**DATA SHOWN:**
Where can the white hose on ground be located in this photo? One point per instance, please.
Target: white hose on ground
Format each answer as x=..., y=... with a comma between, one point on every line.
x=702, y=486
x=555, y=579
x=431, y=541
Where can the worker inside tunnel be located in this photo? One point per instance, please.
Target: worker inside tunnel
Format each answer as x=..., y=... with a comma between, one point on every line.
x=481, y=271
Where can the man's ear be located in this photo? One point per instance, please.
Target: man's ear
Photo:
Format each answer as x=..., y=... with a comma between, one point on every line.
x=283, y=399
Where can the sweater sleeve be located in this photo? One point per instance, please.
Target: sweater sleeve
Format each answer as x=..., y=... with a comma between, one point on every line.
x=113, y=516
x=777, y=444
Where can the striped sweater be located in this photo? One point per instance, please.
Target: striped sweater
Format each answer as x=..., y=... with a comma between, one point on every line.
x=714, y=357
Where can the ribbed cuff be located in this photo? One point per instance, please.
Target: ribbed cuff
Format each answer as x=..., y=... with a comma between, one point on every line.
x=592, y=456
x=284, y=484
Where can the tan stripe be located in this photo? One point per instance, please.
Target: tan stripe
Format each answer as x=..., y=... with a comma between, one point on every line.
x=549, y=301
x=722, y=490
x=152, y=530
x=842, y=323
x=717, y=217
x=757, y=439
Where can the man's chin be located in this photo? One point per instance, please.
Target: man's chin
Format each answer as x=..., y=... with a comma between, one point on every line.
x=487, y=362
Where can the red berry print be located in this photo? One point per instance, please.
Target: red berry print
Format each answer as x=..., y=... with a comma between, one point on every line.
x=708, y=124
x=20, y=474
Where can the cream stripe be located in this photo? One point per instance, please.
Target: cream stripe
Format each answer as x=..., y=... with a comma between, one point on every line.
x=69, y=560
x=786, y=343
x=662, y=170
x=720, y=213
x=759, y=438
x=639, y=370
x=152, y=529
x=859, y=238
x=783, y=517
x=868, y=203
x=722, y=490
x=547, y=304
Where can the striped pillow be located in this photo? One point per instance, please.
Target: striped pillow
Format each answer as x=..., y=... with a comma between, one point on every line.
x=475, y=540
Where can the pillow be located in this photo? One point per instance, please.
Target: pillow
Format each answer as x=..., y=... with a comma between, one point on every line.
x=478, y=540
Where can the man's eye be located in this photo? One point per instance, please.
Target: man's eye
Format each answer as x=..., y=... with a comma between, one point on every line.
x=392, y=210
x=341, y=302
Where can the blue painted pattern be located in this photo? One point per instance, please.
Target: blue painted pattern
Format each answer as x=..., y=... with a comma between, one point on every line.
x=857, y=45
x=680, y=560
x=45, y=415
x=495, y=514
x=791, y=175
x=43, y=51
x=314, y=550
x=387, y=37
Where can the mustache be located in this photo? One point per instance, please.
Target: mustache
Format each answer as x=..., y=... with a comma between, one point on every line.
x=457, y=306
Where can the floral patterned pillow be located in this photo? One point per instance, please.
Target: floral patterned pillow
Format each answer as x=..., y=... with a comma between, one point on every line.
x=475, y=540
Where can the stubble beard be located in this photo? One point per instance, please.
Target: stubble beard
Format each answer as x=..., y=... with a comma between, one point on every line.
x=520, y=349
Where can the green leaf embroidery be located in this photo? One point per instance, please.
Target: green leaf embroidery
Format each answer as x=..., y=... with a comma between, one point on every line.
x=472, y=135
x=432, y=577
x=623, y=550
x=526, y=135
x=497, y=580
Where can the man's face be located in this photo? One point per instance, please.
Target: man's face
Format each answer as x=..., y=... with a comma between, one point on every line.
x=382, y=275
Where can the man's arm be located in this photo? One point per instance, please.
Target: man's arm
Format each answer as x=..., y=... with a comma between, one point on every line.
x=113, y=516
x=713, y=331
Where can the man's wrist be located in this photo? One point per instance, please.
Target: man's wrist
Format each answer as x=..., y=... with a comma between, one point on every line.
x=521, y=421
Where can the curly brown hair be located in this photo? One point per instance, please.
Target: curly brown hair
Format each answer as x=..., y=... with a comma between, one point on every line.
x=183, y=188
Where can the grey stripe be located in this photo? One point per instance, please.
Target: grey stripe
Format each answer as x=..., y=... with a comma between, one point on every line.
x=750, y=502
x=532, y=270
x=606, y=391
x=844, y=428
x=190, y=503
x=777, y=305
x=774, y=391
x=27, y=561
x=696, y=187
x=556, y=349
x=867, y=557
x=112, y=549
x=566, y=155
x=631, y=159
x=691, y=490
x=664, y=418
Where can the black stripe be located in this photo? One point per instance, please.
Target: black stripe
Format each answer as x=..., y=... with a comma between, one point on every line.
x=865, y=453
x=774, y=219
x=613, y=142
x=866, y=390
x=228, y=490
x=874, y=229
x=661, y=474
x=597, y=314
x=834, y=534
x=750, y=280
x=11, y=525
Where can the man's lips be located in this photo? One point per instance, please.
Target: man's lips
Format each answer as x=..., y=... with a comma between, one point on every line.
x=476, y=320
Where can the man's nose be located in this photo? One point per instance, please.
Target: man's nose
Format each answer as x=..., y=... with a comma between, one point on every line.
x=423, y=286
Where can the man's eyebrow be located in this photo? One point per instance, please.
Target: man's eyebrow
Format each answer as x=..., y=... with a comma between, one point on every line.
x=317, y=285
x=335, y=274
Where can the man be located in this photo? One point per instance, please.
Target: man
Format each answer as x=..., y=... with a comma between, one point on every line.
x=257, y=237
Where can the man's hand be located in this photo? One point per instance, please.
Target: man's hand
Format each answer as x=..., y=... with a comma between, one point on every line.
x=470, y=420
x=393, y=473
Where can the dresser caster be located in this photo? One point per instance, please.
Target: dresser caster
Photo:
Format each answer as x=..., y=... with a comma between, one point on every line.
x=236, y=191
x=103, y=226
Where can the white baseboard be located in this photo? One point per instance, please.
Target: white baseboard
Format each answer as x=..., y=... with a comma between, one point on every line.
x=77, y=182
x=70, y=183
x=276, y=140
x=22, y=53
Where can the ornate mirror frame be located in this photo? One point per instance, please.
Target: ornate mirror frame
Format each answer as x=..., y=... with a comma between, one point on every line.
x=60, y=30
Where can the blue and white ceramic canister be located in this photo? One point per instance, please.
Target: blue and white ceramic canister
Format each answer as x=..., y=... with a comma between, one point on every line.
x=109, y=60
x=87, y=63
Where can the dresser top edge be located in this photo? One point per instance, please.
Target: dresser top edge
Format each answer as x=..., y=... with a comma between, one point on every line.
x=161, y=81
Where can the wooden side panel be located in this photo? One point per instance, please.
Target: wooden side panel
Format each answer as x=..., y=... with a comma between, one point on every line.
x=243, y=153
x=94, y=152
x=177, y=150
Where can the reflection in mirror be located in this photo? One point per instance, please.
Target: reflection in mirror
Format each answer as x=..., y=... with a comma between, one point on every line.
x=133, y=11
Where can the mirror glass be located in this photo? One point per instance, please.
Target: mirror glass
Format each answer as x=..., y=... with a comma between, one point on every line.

**WORK ORDER:**
Some lines above hold the word "baseboard". Copy all of them.

**YOUR SOLUTION:**
Where can the white baseboard be located in this photo? One point per instance, please.
Target: white baseboard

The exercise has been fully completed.